EXERCISE:
Your answer should be an exact copy of every record.
━━━━━ RECORDED DATA
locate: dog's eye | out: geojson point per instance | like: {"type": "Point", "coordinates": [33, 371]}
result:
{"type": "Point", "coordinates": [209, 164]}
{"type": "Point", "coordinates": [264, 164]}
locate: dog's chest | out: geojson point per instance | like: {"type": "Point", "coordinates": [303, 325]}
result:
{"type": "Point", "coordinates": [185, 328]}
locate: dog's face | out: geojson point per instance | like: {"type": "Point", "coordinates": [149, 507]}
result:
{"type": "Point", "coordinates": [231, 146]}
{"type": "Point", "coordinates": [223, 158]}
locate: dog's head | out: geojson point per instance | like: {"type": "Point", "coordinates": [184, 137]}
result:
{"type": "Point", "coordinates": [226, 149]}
━━━━━━━━━━
SOLVED PROBLEM:
locate: dog's eye | out: geojson point per instance | like: {"type": "Point", "coordinates": [33, 371]}
result:
{"type": "Point", "coordinates": [209, 164]}
{"type": "Point", "coordinates": [264, 164]}
locate: dog's chest | out: geojson point per instance | like: {"type": "Point", "coordinates": [303, 325]}
result:
{"type": "Point", "coordinates": [185, 328]}
locate: dog's face | out: geojson point per instance | like: {"type": "Point", "coordinates": [149, 507]}
result:
{"type": "Point", "coordinates": [231, 146]}
{"type": "Point", "coordinates": [223, 158]}
locate: dog's head | out: geojson point per instance | like: {"type": "Point", "coordinates": [184, 137]}
result:
{"type": "Point", "coordinates": [226, 149]}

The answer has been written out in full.